Problem to solve.
Copy out the data below, swapping each "instance" for "occurrence" and keeping everything else the same.

Data.
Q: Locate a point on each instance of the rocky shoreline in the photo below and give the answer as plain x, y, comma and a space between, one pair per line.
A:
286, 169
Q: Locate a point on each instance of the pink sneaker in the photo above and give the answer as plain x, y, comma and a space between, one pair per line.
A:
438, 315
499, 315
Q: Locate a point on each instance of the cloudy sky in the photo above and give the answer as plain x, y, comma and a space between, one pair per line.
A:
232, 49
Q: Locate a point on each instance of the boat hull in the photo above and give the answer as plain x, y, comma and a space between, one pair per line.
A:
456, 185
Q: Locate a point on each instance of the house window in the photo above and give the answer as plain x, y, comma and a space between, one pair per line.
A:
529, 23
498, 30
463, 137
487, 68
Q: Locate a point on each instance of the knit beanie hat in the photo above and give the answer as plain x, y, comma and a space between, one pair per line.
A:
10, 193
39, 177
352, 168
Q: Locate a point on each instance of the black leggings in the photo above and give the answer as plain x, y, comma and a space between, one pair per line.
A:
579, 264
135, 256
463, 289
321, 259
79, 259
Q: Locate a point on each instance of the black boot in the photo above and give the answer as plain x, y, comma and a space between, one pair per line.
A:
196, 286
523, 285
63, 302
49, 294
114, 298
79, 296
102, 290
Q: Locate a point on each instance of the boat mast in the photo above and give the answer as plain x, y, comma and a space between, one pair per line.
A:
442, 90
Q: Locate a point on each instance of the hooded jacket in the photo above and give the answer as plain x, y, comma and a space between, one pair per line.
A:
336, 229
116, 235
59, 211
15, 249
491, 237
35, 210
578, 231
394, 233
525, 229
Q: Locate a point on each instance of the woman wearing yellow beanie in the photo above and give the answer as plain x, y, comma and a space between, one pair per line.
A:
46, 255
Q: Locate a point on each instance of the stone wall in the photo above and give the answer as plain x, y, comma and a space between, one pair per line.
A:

Exercise result.
Q: Locate a point on each occurrence of the rocky shoreline in the photo below and give the answer as plain x, y, comma and a space between, one pair per line.
A:
286, 169
Q: Locate a point on each occurrence of the pink sneaker in the photo above and give the answer as plain x, y, comma and a space between, one pair per line.
A:
438, 315
499, 315
Q: Locate a point on each occurrence of the cloudy sky in the photo above and give the answer as plain x, y, comma and a space between, one pair per line.
A:
232, 49
Q: Locate a point on each occurrence of the boat hull in the photo above and give the answer as plain x, y, comma and a space between, one pair per line.
A:
456, 185
Q: Locate a point on each occurrence of the house window in the photo above and give the answer as plain x, y, comma and a space between, one pair per line.
A:
529, 23
498, 30
463, 137
487, 68
Q: Locate a point on each occurrence of the knit beanie hat in the photo above and give the answer as plain x, y, comma and a space between, one pair per line.
A:
10, 193
39, 177
352, 168
Q: Locate a point on each occurrence of the black leggings in the photo above and give the answer as plain x, y, comma and a space between, one pair per line.
A:
579, 264
135, 256
463, 289
321, 259
79, 259
Q: Locate a point on each occurrence of the black boot in the photo above and give the answer as plain x, y, comma and a space between, one pair per line.
A:
196, 286
523, 285
63, 302
49, 294
114, 298
79, 296
102, 290
Q: Locate a point on each occurrence of the boat mast in the photo above and give the answer as plain x, y, comma and a space between, one pair per line.
A:
442, 90
Q: Locate a point on each occurrence of the hooded jacket in the photo above and give the answer as plain x, y, comma and a space between, one pair per line.
A:
336, 229
116, 235
59, 211
15, 249
491, 237
35, 210
578, 231
394, 233
525, 229
Q: Locate a point on each occurrence of the woman wearing yellow beanie in the photo above and give the answer as plain x, y, comma and a space between, one pair per line.
A:
46, 255
Q: Locate a point on each occurrence of the stone wall in the photo above and give the answer as plain x, y, comma and a space between, one pair per line.
A:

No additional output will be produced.